*SHORT PROBLEM:* Count the lines in the records below that contain the string "post". Reply with only that number.

___ SUPPLIED DATA ___

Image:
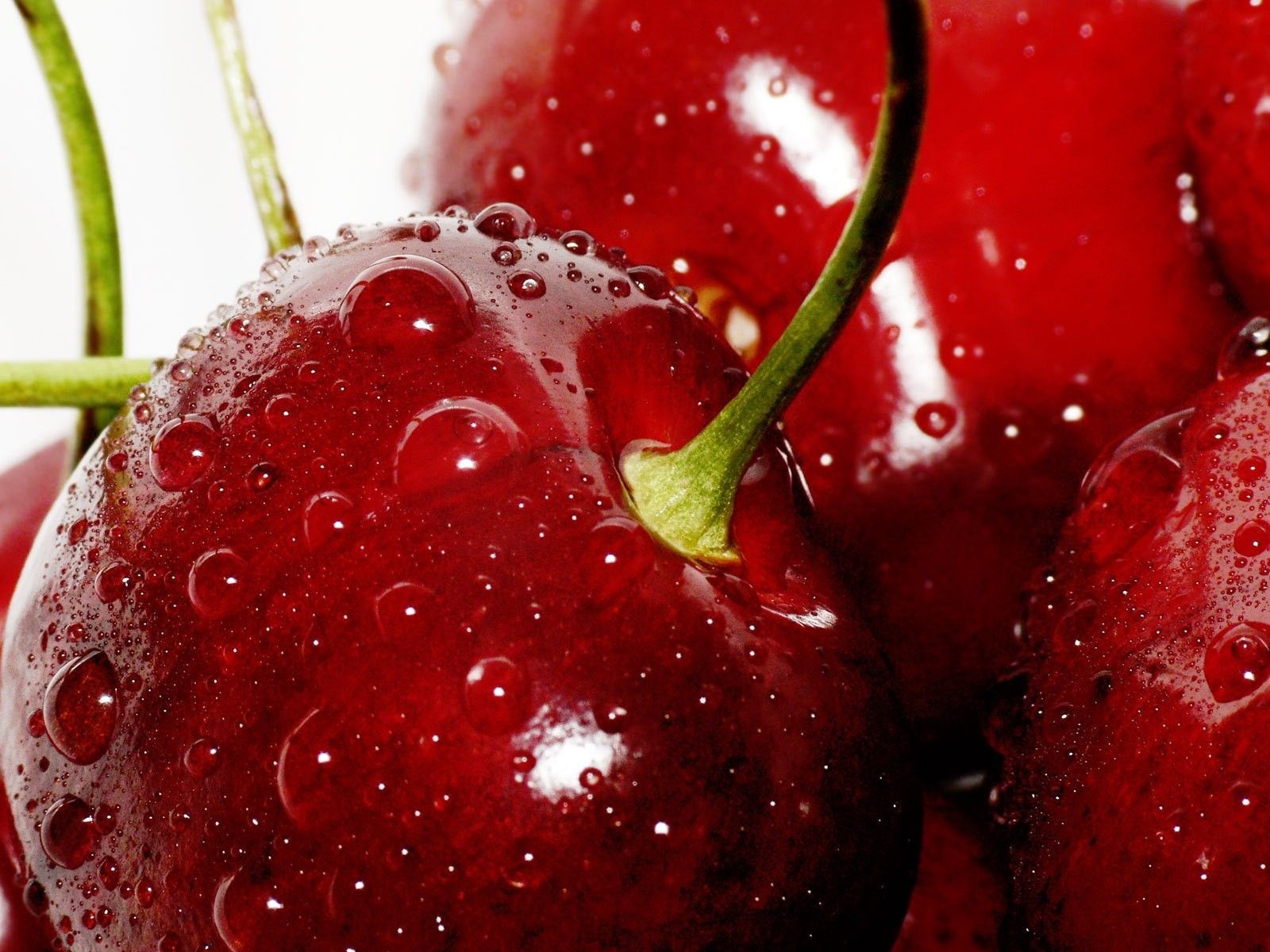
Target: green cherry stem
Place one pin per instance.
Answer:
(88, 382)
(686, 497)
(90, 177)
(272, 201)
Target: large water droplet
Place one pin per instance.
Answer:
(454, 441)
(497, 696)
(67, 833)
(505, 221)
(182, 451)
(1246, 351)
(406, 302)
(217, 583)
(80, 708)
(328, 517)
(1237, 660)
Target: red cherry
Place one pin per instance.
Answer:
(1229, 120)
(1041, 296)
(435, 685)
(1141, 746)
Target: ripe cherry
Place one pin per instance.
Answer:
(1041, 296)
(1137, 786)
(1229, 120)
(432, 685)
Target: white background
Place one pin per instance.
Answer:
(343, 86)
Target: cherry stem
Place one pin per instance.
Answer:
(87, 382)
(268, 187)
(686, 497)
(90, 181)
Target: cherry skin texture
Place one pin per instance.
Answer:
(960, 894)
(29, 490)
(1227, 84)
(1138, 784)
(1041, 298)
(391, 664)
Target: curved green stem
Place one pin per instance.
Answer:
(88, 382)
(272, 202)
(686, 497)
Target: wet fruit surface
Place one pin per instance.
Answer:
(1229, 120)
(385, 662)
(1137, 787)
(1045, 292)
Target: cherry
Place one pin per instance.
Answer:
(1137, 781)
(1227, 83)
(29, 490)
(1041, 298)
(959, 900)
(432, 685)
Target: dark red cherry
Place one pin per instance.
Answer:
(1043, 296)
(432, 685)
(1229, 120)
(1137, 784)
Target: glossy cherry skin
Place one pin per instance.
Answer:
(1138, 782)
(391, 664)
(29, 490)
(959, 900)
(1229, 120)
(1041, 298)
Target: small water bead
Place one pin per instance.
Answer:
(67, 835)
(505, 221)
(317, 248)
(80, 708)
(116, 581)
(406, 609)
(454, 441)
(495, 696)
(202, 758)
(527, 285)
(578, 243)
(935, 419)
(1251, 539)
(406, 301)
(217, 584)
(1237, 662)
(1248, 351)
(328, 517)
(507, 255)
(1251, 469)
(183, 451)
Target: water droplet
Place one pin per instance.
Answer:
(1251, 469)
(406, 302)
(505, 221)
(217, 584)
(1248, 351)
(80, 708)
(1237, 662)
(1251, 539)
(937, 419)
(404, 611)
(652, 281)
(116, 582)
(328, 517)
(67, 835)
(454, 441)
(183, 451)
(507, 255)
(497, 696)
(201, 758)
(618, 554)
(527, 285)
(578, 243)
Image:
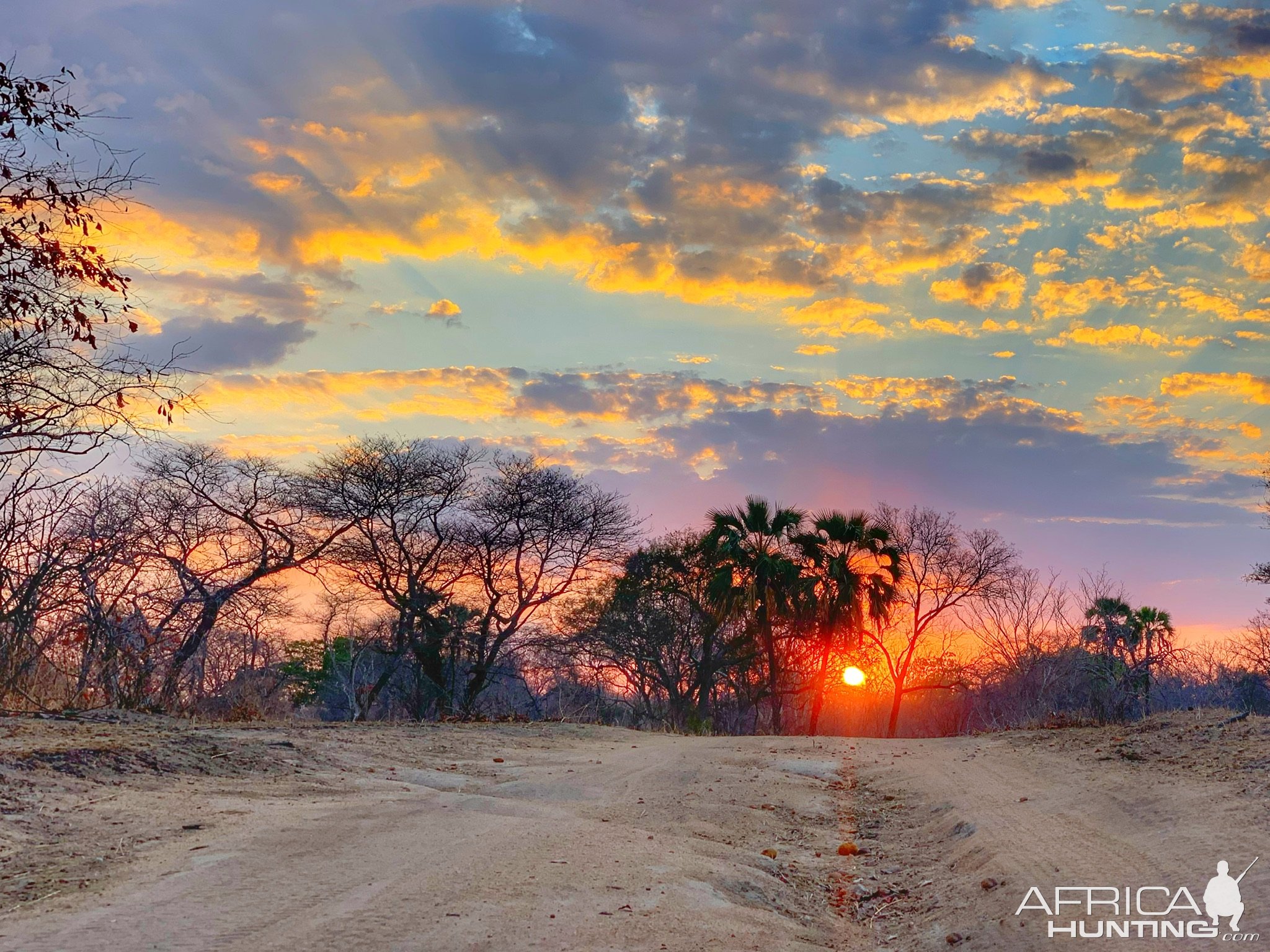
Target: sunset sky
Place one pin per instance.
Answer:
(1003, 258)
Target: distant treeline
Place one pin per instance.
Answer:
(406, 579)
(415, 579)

___
___ SUPPLIED DATA ___

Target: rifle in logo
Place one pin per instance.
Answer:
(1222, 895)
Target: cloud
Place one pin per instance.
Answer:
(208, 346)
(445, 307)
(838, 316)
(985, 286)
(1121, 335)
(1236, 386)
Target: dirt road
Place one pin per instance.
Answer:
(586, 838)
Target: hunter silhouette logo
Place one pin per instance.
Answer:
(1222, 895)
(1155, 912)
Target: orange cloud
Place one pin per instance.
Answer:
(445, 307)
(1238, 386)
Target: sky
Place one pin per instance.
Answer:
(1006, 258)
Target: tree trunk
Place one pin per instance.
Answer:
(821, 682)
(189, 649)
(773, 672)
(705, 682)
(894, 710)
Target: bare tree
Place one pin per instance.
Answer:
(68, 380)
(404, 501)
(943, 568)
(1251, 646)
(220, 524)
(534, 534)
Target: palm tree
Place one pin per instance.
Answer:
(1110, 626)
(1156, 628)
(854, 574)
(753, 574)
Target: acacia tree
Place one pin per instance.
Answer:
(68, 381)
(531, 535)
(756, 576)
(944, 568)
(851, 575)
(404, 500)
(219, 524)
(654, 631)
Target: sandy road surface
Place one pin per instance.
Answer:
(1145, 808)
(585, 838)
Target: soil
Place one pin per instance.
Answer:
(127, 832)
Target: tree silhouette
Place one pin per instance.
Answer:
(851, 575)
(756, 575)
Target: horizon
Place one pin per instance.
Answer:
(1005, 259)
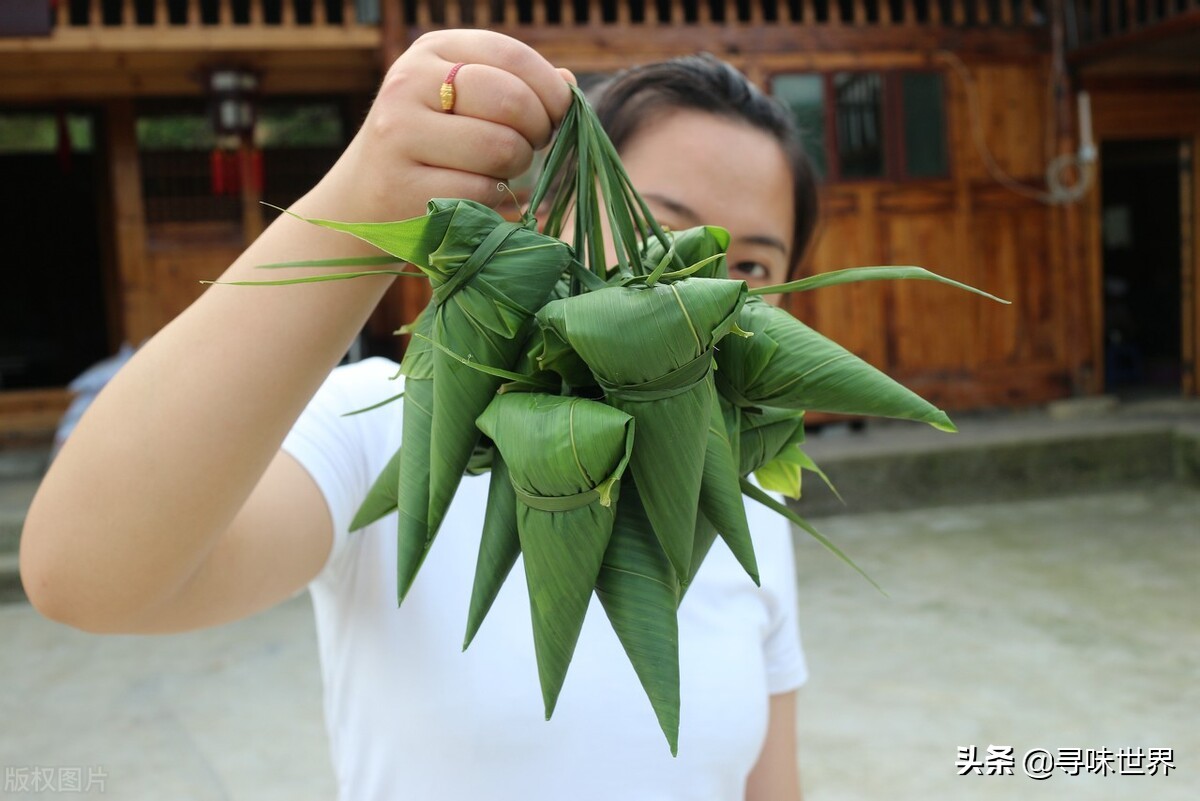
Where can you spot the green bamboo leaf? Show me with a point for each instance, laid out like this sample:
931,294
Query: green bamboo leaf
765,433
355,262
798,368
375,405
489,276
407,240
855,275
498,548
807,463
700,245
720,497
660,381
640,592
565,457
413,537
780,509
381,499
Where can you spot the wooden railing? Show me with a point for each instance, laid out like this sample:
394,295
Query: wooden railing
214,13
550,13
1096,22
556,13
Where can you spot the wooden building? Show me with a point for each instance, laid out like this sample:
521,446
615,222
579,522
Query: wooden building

___
___ SUPPLIED DATA ___

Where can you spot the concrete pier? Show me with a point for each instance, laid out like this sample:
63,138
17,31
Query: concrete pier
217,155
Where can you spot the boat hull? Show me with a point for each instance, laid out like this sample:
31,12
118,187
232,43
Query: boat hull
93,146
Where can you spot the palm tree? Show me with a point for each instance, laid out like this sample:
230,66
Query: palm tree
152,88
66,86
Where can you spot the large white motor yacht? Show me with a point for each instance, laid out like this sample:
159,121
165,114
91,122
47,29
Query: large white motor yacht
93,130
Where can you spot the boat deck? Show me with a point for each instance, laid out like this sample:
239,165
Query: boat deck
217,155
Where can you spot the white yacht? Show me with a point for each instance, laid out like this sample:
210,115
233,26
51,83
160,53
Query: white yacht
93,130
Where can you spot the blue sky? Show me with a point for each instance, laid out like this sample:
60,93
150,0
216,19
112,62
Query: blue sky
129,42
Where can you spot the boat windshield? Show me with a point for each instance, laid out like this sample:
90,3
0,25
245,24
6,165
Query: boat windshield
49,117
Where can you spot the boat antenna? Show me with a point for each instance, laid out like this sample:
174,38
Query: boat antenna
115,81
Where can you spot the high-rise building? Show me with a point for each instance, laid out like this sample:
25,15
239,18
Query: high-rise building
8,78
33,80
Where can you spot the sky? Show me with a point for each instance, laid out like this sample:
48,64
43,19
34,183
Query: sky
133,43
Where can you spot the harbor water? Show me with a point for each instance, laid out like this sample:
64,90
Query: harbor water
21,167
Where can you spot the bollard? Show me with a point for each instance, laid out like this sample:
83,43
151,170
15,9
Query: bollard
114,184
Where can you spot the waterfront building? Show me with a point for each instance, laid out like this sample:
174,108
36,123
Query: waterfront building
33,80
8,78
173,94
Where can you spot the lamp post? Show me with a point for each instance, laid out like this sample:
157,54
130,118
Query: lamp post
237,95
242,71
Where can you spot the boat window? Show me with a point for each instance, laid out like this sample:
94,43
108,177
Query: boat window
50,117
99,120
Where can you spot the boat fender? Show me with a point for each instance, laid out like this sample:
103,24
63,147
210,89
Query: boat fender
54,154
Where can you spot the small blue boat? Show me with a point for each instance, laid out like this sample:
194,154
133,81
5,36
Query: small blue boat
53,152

___

*TASK OUTPUT:* 2